Text excerpt:
▬▬▬▬▬▬▬▬▬▬
Steve Nash hits milestone, exits early

LOS ANGELES -- For the second straight game, Los Angeles Lakers guard Steve Nash started but could not finish, exiting at halftime Tuesday of a 96-79 loss to the Utah Jazz because of an ongoing nerve-root irritation in his left leg.

Nash registered two points on 1-for-4 shooting, two assists and one rebound in 17 minutes against the Jazz.

The 40-year-old Nash's left leg made contact with Chicago's Kirk Hinrich on Sunday near the same spot where he suffered a fracture in the leg last season.

Against the Bulls, the nerve irritation led to Nash limping and his back tightening up. Against the Jazz, the nerve discomfort settled in his hamstring. Nash did not suffer any contact in the Utah game that prompted him to sit.

"His hamstring was a little bit fired up," said Lakers coach Mike D'Antoni. "I imagine it's day to day."

D'Antoni said Nash wanted to play in the second half, but D'Antoni along with Lakers trainer Gary Vitti "huddled" and chose to rest him.

"He didn't want to just sit out, but he couldn't go," D'Antoni said.

Nash did not speak to reporters after the game, but addressed the challenge of managing his injuries at his age after shootaround Tuesday.

"Some days it sucks but other days you feel great and you have a good session, a good game and you feel like it's all worth it," Nash said.
▬▬▬▬▬▬▬▬▬▬
[Dataset entries]
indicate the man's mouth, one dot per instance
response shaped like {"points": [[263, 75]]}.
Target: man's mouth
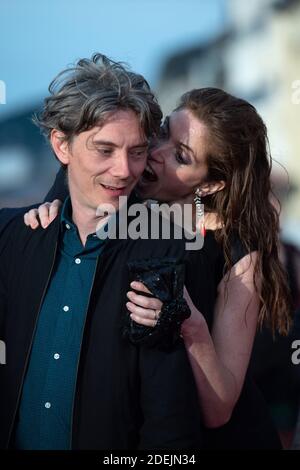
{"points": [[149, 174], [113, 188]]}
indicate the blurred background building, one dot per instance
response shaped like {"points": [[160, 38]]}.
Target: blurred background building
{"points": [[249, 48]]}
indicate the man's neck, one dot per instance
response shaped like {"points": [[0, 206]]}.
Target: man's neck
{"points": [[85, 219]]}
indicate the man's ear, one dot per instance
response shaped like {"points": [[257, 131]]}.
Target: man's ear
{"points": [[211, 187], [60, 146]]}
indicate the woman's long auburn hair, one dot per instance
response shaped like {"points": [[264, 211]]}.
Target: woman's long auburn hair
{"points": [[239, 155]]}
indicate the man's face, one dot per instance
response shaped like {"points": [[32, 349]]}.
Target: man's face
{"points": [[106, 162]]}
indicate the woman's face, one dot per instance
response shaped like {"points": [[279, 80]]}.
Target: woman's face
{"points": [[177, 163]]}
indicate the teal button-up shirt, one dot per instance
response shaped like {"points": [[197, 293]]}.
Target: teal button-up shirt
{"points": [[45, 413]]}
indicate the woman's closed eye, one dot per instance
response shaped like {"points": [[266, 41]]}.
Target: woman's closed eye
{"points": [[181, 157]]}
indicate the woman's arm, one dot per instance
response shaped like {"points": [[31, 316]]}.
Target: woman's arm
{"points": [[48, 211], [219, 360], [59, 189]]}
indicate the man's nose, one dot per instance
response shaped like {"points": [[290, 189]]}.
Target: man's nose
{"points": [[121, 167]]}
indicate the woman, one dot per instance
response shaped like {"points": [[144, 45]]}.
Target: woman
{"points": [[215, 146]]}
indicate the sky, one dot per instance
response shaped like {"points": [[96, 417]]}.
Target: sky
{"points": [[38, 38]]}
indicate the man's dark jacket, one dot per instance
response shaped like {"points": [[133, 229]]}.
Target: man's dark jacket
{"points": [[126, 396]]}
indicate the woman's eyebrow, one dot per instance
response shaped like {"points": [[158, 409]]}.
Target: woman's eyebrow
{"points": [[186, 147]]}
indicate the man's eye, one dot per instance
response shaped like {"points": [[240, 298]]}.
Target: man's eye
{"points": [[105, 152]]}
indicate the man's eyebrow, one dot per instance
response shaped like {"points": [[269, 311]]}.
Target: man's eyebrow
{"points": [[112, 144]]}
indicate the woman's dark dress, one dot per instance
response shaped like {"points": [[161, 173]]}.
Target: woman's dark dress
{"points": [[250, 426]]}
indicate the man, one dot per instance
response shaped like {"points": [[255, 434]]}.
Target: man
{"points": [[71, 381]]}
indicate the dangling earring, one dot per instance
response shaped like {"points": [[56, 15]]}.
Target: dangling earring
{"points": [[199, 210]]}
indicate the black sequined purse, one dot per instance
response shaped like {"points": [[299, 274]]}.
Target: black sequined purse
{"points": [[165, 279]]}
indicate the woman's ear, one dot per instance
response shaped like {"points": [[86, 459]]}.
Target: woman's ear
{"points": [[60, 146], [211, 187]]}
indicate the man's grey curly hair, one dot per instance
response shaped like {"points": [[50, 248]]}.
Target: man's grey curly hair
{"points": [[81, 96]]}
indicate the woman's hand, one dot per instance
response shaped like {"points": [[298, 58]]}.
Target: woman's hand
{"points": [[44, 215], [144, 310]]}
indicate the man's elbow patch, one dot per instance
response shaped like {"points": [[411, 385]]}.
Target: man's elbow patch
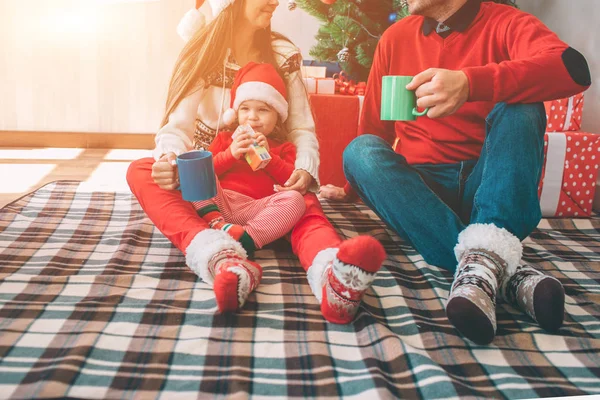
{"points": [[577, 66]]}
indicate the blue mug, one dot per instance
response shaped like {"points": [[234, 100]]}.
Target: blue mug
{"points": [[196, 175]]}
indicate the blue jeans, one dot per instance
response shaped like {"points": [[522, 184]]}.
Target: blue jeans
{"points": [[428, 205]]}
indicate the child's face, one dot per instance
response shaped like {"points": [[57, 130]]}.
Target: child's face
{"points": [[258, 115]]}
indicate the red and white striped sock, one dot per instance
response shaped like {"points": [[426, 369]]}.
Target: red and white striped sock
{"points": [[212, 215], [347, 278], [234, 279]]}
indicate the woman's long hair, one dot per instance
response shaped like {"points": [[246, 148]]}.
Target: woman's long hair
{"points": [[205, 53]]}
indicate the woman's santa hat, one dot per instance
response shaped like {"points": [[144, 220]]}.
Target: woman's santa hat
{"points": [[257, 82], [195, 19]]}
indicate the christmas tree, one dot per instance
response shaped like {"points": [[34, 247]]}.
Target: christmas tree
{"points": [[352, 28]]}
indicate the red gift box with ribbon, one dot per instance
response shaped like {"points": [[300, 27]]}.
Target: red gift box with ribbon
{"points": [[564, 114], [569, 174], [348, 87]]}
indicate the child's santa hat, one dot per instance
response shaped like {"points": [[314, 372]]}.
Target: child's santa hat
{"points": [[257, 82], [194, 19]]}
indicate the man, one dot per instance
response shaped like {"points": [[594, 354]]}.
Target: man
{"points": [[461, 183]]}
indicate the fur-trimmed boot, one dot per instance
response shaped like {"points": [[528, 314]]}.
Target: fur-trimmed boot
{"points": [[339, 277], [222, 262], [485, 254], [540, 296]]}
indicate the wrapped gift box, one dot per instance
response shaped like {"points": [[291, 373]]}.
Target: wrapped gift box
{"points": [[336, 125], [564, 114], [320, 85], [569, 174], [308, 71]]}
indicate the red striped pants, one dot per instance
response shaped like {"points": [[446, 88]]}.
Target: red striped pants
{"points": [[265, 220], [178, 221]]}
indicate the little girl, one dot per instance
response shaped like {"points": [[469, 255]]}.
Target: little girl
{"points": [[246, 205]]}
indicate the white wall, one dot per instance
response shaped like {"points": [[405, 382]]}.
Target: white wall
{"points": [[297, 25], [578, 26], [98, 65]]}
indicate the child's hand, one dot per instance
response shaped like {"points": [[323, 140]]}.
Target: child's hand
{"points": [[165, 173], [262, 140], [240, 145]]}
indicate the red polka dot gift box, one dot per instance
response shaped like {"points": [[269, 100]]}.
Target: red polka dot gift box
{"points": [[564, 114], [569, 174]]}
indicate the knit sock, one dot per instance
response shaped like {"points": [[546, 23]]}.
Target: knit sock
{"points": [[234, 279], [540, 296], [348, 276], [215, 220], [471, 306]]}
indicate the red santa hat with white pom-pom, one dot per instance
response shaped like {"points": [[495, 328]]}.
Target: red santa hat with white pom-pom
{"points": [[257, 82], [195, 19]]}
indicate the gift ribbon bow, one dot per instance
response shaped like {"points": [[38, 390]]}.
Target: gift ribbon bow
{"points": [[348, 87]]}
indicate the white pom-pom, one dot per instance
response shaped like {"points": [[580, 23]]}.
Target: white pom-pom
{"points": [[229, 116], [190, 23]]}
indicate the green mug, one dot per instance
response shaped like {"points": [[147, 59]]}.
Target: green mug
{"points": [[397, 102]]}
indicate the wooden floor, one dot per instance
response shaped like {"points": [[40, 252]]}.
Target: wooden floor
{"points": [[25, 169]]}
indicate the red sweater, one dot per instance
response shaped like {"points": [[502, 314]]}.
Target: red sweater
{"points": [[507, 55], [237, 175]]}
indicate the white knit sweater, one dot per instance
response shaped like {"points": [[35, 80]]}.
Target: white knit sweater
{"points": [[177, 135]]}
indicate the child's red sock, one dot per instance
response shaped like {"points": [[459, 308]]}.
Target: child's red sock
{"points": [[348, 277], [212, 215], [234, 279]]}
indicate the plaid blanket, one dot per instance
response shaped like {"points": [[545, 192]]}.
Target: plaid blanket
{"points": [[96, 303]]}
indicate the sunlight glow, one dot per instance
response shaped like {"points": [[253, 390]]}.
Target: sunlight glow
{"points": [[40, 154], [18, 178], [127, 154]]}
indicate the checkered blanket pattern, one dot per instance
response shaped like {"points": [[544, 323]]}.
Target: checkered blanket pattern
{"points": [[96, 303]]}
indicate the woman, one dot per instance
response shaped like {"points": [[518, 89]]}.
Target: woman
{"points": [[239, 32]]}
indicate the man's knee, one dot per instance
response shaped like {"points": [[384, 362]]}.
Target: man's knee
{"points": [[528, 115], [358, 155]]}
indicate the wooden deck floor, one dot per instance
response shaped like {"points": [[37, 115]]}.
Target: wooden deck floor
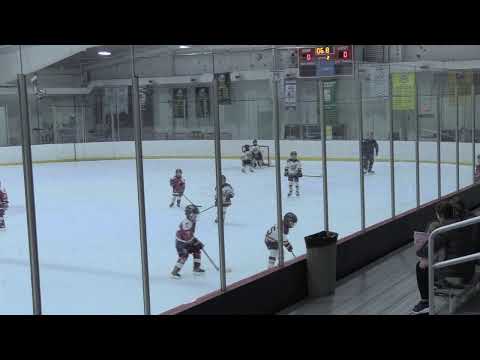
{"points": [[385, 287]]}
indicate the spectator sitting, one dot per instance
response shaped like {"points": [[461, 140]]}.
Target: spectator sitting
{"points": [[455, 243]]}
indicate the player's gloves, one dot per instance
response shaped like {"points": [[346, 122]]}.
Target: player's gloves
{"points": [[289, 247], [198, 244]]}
▬▬▬▬▬▬▬▬▬▬
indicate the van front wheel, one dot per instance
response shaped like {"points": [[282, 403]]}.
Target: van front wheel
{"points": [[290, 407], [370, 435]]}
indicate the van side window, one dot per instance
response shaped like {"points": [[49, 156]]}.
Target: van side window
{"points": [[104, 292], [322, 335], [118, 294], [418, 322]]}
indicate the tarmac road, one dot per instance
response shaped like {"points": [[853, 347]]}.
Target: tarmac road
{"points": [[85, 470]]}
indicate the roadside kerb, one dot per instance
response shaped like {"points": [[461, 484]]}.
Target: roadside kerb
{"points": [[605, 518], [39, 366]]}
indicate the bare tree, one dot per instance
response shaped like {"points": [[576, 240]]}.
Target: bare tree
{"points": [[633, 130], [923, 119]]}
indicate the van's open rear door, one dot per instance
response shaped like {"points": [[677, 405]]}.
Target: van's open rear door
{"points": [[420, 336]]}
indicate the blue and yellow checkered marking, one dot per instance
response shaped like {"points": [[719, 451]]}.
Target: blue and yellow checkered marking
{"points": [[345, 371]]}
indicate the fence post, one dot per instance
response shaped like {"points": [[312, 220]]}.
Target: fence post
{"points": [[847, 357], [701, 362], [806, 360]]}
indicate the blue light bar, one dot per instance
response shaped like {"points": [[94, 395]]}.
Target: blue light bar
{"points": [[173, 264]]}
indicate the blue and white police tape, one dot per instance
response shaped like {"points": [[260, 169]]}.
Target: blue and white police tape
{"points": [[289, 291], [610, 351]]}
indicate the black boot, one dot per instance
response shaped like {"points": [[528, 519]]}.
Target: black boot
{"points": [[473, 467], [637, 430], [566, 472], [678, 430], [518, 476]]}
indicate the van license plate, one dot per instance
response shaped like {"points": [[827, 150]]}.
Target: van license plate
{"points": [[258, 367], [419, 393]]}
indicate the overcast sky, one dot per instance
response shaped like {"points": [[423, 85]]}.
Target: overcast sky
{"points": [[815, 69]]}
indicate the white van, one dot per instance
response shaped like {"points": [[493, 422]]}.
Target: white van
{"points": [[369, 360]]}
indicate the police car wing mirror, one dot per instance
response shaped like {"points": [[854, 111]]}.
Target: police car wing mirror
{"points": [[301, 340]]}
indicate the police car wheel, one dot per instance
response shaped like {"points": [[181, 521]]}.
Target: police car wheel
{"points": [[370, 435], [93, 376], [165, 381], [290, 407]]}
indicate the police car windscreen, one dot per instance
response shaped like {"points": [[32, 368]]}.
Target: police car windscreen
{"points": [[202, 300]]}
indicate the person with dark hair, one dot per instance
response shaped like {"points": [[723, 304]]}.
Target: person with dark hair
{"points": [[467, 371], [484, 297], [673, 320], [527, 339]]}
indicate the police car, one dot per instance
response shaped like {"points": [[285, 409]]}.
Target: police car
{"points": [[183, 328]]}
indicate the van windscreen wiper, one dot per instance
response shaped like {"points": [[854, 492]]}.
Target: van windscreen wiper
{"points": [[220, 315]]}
▬▬▬▬▬▬▬▬▬▬
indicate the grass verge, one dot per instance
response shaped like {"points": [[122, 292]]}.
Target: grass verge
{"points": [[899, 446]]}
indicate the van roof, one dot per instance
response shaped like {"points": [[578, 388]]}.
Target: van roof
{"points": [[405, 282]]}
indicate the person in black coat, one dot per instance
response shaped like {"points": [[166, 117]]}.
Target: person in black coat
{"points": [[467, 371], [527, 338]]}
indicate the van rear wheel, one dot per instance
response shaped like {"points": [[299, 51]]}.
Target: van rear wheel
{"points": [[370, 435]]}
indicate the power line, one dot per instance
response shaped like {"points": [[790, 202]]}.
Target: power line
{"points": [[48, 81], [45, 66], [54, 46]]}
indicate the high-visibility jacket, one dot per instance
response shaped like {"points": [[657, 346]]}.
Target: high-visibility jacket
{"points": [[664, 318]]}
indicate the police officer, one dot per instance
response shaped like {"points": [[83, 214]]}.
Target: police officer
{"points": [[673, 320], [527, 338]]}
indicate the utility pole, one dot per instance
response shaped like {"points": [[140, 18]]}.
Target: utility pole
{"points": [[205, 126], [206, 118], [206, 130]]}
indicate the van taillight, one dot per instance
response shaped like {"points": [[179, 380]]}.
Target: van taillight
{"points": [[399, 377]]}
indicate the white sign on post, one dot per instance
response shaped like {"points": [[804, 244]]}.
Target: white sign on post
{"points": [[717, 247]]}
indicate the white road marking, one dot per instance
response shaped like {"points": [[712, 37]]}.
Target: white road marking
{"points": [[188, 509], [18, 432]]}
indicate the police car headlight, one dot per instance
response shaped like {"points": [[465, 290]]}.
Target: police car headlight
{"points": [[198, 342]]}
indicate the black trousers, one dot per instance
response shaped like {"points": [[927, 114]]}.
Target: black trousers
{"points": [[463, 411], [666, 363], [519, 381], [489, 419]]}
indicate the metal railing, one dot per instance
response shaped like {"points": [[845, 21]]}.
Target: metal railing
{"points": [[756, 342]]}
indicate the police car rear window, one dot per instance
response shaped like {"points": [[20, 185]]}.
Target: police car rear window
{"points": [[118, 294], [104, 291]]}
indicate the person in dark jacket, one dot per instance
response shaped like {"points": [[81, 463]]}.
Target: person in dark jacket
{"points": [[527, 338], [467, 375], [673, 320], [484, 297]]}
▬▬▬▬▬▬▬▬▬▬
Complete the following:
(a) Answer these questions about the Steve Nash article:
(i) By what score did the Lakers lose to the Utah Jazz?
(ii) Whom did Nash's left leg make contact with on Sunday?
(iii) Who "huddled" with D'Antoni and chose to rest Nash?
(b) Proceed with the Steve Nash article from the point where it stops.
The data is not needed for anything asked here.

Answers to the exercises:
(a)
(i) 96-79
(ii) Chicago's Kirk Hinrich
(iii) Lakers trainer Gary Vitti

(b)
The loss was the Lakers' sixth straight at home, which tied a franchise worst.

Tuesday was also a significant night for Nash, though he played sparingly.

It was Nash's 10th game of the season, an important milestone because it ruled out the option of a medical retirement and having his entire $9.7 million salary for 2014-15 come off the Lakers' books.

If a veteran player participates in fewer than 10 games in a season and is found physically unable to play by team and league doctors, he can become eligible for the medical retirement route.

"I'm pretty concerned," said Steve Blake, who had problems of his own, hyper-extending his sore right elbow en route to a 2-for-11 shooting night. "I know he's dealing with a lot of pain. I see how hard he has to work just to get in the few minutes that he has been playing. So to see him have to go out again, you never know how serious it is or what not. So I'm concerned for him."